▶ _LISTED ENTRIES_

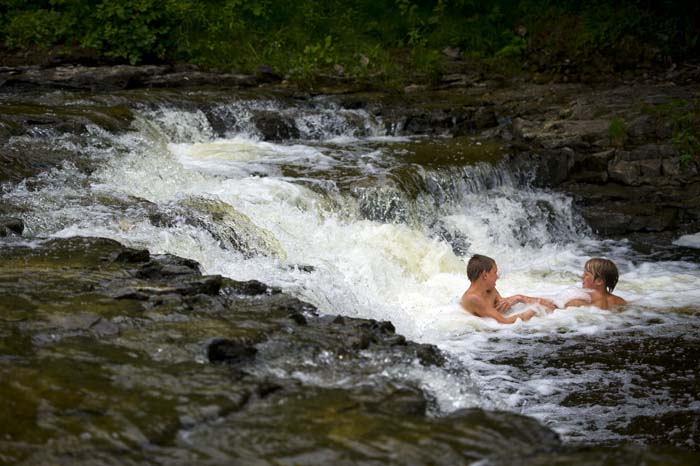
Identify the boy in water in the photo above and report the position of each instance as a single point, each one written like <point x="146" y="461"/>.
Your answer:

---

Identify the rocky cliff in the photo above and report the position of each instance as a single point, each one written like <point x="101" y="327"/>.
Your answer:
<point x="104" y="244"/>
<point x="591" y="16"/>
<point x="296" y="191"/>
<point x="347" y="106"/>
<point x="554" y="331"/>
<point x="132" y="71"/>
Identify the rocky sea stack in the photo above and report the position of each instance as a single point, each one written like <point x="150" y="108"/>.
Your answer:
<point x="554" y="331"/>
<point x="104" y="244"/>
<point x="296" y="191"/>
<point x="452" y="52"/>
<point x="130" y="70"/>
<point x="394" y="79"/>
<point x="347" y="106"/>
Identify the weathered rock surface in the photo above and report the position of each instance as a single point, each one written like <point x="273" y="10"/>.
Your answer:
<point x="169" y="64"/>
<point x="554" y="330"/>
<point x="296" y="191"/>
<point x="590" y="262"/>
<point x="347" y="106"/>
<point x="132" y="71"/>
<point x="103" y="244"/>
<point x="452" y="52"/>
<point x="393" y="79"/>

▶ _WHAT YOU SHOULD DO_
From the listing, please work out how many lines contain "like". Give the number only.

▶ _ANSWER FOR THIS EXERCISE_
4